TASK DETAILS
Please print out every line of the material, unchanged.

AVAILABLE DATA
* * * * *

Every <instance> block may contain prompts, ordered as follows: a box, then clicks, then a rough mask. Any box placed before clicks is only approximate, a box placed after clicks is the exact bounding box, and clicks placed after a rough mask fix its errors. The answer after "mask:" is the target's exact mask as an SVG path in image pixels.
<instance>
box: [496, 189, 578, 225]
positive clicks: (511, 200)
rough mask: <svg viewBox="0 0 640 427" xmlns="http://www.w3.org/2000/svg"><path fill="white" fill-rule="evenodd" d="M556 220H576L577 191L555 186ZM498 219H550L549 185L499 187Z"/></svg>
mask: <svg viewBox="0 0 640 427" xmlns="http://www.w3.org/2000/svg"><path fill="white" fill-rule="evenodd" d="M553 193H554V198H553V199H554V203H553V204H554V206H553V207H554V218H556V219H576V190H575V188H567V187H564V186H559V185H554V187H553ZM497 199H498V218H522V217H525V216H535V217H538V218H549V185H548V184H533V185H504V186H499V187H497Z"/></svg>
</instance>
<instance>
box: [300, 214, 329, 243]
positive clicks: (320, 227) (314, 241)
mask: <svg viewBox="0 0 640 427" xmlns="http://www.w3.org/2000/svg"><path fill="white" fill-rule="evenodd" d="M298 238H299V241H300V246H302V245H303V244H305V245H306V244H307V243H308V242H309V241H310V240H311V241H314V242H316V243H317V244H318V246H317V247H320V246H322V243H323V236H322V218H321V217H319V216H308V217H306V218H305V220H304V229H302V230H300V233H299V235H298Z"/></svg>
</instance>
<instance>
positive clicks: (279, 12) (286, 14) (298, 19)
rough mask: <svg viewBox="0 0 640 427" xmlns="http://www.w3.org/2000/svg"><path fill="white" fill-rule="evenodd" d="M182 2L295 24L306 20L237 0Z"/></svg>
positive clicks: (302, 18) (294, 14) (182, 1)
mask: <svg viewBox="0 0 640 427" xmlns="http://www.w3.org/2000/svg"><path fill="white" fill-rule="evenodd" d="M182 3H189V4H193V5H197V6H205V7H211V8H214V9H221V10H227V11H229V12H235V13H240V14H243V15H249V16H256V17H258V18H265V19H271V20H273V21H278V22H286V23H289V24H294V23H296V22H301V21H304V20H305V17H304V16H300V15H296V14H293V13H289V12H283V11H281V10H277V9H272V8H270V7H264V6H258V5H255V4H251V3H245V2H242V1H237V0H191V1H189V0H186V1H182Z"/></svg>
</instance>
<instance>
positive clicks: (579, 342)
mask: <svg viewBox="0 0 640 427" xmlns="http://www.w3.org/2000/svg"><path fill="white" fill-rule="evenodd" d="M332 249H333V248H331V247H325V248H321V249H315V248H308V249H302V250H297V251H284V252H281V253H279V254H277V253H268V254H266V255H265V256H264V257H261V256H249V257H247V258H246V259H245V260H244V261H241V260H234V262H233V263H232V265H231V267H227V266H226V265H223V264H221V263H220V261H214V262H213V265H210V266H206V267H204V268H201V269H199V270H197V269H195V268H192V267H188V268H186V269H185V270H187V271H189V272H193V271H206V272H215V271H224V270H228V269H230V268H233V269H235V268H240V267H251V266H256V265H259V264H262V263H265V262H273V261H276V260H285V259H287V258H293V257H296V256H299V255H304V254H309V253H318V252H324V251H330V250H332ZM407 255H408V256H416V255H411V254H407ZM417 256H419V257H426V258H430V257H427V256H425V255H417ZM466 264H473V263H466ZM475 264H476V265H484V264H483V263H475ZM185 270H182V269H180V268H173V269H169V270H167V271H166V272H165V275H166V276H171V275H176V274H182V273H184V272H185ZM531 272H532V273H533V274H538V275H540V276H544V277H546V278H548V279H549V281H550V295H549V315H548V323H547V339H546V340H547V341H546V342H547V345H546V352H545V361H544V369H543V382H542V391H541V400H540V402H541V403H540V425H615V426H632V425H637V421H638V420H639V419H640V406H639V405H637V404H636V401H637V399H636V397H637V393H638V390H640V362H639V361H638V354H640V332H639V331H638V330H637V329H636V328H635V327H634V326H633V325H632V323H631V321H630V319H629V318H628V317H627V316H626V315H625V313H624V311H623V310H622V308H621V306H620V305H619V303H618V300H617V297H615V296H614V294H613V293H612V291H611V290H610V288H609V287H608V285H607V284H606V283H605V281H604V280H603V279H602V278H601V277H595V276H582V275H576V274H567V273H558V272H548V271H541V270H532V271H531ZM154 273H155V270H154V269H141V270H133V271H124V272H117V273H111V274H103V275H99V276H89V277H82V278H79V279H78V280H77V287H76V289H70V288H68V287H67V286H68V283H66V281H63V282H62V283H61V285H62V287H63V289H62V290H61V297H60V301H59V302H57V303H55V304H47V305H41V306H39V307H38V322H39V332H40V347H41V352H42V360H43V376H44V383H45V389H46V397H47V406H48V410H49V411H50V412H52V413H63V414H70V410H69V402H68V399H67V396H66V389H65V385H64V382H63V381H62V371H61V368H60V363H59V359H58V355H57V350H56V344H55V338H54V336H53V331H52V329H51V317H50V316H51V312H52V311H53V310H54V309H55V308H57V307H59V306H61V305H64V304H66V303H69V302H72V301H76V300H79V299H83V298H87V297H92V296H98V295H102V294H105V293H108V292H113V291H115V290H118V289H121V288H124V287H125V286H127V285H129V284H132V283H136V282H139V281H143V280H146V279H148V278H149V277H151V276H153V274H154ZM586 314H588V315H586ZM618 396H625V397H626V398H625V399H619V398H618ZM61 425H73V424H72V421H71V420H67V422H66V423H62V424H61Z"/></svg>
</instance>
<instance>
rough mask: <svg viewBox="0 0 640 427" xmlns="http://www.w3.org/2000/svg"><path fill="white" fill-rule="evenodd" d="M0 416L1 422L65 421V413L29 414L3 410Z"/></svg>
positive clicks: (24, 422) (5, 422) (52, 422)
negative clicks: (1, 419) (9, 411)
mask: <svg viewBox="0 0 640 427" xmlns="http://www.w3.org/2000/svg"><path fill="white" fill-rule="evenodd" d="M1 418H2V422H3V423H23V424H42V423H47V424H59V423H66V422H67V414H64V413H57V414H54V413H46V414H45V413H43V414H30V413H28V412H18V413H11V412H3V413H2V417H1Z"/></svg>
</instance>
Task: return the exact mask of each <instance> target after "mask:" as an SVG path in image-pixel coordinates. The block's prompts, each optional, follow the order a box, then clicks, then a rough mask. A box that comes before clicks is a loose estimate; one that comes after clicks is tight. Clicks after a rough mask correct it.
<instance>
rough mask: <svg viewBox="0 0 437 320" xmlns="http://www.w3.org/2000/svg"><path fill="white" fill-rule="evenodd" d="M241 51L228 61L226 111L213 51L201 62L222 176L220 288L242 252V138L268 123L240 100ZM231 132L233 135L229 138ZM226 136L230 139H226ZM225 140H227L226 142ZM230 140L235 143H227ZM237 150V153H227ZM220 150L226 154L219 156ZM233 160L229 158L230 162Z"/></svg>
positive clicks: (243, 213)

* * * * *

SOLUTION TO THIS TASK
Every <instance> block may contain prompts, ordered as follows: a box, then clicks, then a rough mask. Any box placed before clicks is only approximate, a box placed after clicks is the exact bounding box, and clicks placed after a rough mask fix its errors. The answer after "mask:" is the target's exact mask as an SVG path in image pixels.
<instance>
box: [496, 189, 578, 225]
positive clicks: (511, 200)
rough mask: <svg viewBox="0 0 640 427" xmlns="http://www.w3.org/2000/svg"><path fill="white" fill-rule="evenodd" d="M556 220H576L577 191L555 186ZM498 219H550L549 185L499 187Z"/></svg>
mask: <svg viewBox="0 0 640 427" xmlns="http://www.w3.org/2000/svg"><path fill="white" fill-rule="evenodd" d="M553 193H554V198H553V199H554V203H553V204H554V206H553V207H554V218H556V219H576V190H575V188H567V187H564V186H559V185H554V187H553ZM497 199H498V218H522V217H525V216H535V217H538V218H549V185H548V184H533V185H504V186H499V187H497Z"/></svg>
</instance>
<instance>
box: [300, 214, 329, 243]
positive clicks: (320, 227) (314, 241)
mask: <svg viewBox="0 0 640 427" xmlns="http://www.w3.org/2000/svg"><path fill="white" fill-rule="evenodd" d="M298 238H299V241H300V246H302V245H303V244H305V245H306V244H307V243H308V242H309V241H310V240H311V241H314V242H316V243H317V244H318V246H317V247H320V246H322V243H323V236H322V218H321V217H319V216H308V217H306V218H305V220H304V229H302V230H300V233H299V235H298Z"/></svg>
</instance>
<instance>
positive clicks: (279, 12) (286, 14) (298, 19)
rough mask: <svg viewBox="0 0 640 427" xmlns="http://www.w3.org/2000/svg"><path fill="white" fill-rule="evenodd" d="M182 2L295 24L306 20L237 0Z"/></svg>
positive clicks: (302, 18) (294, 14) (182, 1)
mask: <svg viewBox="0 0 640 427" xmlns="http://www.w3.org/2000/svg"><path fill="white" fill-rule="evenodd" d="M182 3H189V4H193V5H197V6H205V7H211V8H214V9H221V10H227V11H229V12H235V13H240V14H243V15H249V16H256V17H258V18H265V19H271V20H273V21H278V22H286V23H289V24H294V23H296V22H301V21H304V20H305V17H304V16H300V15H296V14H293V13H289V12H283V11H281V10H277V9H272V8H270V7H264V6H258V5H255V4H251V3H245V2H242V1H237V0H191V1H189V0H186V1H182Z"/></svg>
</instance>
<instance>
positive clicks: (579, 342)
mask: <svg viewBox="0 0 640 427" xmlns="http://www.w3.org/2000/svg"><path fill="white" fill-rule="evenodd" d="M332 249H333V248H331V247H325V248H321V249H315V248H308V249H302V250H297V251H284V252H281V253H279V254H277V253H268V254H266V255H265V256H264V257H261V256H249V257H247V258H246V259H245V260H244V261H241V260H234V262H233V263H232V265H231V267H227V266H226V265H223V264H221V263H220V261H214V262H213V265H210V266H206V267H204V268H201V269H199V270H197V269H195V268H192V267H188V268H186V269H185V270H187V271H189V272H193V271H206V272H215V271H224V270H228V269H230V268H233V269H235V268H240V267H251V266H256V265H259V264H262V263H265V262H273V261H276V260H285V259H287V258H293V257H296V256H299V255H304V254H309V253H318V252H324V251H330V250H332ZM407 255H408V256H416V255H411V254H407ZM417 256H419V257H426V258H430V257H427V256H425V255H417ZM466 264H473V263H466ZM475 264H476V265H484V264H483V263H475ZM185 270H182V269H180V268H173V269H169V270H167V271H166V272H165V275H166V276H171V275H176V274H182V273H184V272H185ZM531 272H532V273H533V274H538V275H540V276H544V277H546V278H548V279H549V281H550V295H549V315H548V323H547V339H546V340H547V341H546V342H547V345H546V352H545V361H544V369H543V382H542V391H541V400H540V402H541V403H540V425H615V426H632V425H637V421H638V420H639V419H640V406H639V405H637V404H636V401H637V399H636V397H637V393H638V390H640V362H639V361H638V354H640V332H639V331H638V330H637V329H636V328H635V327H634V326H633V325H632V323H631V321H630V319H629V318H628V317H627V316H626V315H625V313H624V311H623V310H622V308H621V306H620V305H619V303H618V300H617V297H615V296H614V294H613V293H612V291H611V290H610V288H609V287H608V285H607V284H606V283H605V281H604V280H603V279H602V278H601V277H595V276H582V275H576V274H567V273H558V272H548V271H541V270H532V271H531ZM154 273H155V270H154V269H141V270H133V271H124V272H117V273H111V274H103V275H99V276H89V277H82V278H79V279H78V280H77V287H76V289H70V288H68V287H67V286H68V283H66V281H63V282H62V283H61V285H62V287H63V289H62V290H61V297H60V301H59V302H57V303H55V304H47V305H41V306H39V307H38V322H39V332H40V347H41V352H42V360H43V376H44V383H45V389H46V397H47V406H48V410H49V411H50V412H52V413H63V414H70V410H69V402H68V399H67V396H66V389H65V385H64V382H63V381H62V371H61V368H60V363H59V359H58V355H57V350H56V344H55V338H54V336H53V331H52V329H51V317H50V316H51V312H52V311H53V310H54V309H55V308H57V307H59V306H61V305H64V304H66V303H69V302H72V301H76V300H79V299H83V298H87V297H92V296H98V295H102V294H105V293H108V292H113V291H115V290H118V289H121V288H124V287H125V286H127V285H129V284H132V283H136V282H139V281H143V280H146V279H148V278H149V277H151V276H153V274H154ZM586 314H588V315H586ZM618 396H625V397H626V398H625V399H619V398H618ZM61 425H73V424H72V421H71V420H67V422H66V423H62V424H61Z"/></svg>
</instance>
<instance>
rough mask: <svg viewBox="0 0 640 427" xmlns="http://www.w3.org/2000/svg"><path fill="white" fill-rule="evenodd" d="M0 416L1 422L65 421V413L29 414L3 410Z"/></svg>
positive clicks: (24, 422) (5, 422) (52, 422)
negative clicks: (1, 419) (9, 411)
mask: <svg viewBox="0 0 640 427" xmlns="http://www.w3.org/2000/svg"><path fill="white" fill-rule="evenodd" d="M1 418H2V422H3V423H23V424H42V423H47V424H59V423H66V422H67V414H64V413H57V414H54V413H46V414H45V413H43V414H30V413H28V412H18V413H11V412H3V413H2V417H1Z"/></svg>
</instance>
Task: return the exact mask of each <instance> target after "mask:" as an SVG path in image-pixel coordinates. The block's prompts, each optional, follow the order a box, then clicks, then a rough mask. A box that comes before clicks is a loose estimate; one that comes after clicks is tight. Clicks after a rough mask correct it.
<instance>
rough mask: <svg viewBox="0 0 437 320" xmlns="http://www.w3.org/2000/svg"><path fill="white" fill-rule="evenodd" d="M241 51L228 61L226 111L213 51L201 62L222 176L220 288L242 252V138L268 123L240 100ZM231 132L233 135L229 138ZM226 136L230 139H226ZM225 140H227L226 142ZM230 140L235 143H227ZM237 150V153H227ZM220 150L226 154L219 156ZM233 160L229 158L230 162Z"/></svg>
positive clicks: (243, 213)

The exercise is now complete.